- [Objetivo del ejercicio]:
Determine cuántas de las filas siguientes contienen la palabra "surface" y responda únicamente con esa cifra.

- [Filas de origen]:
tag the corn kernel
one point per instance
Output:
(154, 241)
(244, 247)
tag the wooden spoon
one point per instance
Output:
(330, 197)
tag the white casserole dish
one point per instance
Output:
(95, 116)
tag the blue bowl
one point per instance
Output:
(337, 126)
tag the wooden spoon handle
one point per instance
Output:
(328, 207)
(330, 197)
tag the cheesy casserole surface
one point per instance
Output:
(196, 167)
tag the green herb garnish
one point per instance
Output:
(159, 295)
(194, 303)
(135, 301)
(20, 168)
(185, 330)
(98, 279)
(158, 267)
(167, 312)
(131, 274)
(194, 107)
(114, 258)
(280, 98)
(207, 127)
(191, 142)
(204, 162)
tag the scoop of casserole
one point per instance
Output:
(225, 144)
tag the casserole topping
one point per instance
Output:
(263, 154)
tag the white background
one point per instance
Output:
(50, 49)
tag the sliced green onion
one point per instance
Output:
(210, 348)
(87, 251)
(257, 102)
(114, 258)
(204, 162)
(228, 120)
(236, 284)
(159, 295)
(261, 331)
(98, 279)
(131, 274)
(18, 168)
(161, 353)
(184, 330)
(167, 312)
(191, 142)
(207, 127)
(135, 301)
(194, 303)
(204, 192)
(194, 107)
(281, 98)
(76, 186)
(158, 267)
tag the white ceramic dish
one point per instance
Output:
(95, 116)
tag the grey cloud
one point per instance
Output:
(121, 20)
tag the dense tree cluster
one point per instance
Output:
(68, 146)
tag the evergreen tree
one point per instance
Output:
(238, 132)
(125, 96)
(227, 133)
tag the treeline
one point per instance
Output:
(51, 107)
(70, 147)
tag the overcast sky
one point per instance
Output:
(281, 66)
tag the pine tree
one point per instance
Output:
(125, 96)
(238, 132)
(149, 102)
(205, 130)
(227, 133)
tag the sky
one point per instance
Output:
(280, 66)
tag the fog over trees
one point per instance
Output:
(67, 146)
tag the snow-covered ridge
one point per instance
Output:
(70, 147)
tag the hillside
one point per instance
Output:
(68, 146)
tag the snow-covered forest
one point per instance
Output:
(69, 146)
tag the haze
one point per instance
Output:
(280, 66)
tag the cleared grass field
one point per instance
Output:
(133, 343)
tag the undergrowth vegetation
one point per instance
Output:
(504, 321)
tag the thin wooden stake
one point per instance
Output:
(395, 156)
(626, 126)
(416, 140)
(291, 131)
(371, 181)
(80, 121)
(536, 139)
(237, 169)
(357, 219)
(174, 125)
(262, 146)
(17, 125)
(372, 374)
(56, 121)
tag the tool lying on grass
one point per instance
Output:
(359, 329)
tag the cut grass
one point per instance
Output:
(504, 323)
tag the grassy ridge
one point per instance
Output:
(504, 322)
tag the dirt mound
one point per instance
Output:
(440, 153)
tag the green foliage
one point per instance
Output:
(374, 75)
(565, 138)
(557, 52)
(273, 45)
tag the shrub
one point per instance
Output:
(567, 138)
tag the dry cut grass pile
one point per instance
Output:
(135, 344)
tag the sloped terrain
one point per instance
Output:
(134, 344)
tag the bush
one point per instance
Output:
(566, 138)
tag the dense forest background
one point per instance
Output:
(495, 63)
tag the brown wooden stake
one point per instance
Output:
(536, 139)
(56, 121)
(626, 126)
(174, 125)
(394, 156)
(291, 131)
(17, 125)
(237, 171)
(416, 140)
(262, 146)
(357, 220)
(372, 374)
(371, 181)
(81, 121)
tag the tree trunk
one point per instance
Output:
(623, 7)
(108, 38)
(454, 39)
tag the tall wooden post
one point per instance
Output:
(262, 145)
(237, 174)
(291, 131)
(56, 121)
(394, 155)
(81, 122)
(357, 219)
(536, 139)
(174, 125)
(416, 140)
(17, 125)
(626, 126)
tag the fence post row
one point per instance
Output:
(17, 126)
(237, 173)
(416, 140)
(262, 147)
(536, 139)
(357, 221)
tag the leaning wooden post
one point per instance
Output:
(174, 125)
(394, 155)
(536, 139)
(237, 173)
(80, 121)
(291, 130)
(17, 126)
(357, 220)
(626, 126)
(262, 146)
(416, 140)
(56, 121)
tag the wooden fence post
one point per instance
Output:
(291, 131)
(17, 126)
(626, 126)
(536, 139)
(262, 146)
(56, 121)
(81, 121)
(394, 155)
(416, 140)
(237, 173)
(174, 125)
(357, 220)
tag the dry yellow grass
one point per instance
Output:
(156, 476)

---

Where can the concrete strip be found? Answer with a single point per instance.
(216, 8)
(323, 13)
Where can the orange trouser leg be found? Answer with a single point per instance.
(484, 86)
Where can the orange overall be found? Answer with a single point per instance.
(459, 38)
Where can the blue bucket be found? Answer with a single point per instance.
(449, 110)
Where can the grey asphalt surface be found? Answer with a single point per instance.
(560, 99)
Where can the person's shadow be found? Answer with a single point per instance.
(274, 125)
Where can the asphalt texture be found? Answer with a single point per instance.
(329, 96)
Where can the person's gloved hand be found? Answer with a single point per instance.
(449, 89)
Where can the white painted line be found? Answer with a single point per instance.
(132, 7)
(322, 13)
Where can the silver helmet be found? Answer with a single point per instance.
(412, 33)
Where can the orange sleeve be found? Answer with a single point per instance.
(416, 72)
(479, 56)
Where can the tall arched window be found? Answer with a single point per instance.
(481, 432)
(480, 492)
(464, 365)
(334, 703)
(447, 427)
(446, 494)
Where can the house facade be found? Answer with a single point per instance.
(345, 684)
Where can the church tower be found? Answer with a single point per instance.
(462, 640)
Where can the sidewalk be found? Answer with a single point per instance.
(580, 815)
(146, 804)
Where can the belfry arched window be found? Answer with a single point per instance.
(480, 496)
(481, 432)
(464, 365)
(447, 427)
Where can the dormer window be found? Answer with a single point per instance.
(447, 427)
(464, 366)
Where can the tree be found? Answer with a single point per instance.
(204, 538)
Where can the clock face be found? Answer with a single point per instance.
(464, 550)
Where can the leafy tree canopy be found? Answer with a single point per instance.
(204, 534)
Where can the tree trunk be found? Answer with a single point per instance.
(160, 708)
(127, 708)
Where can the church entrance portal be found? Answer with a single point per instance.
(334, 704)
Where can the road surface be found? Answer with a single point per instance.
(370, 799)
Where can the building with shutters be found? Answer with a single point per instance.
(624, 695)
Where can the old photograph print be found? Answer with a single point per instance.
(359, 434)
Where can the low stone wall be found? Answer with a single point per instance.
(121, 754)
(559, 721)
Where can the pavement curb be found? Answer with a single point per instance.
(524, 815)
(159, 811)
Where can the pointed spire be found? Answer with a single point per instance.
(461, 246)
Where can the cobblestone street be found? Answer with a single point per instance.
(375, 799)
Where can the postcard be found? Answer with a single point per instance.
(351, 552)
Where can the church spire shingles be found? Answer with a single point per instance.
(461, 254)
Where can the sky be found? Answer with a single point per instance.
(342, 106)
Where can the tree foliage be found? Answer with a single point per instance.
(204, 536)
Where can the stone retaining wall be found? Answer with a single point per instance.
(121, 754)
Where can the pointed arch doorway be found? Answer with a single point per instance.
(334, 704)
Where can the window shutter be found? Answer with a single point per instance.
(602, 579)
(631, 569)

- [Respuesta]:
3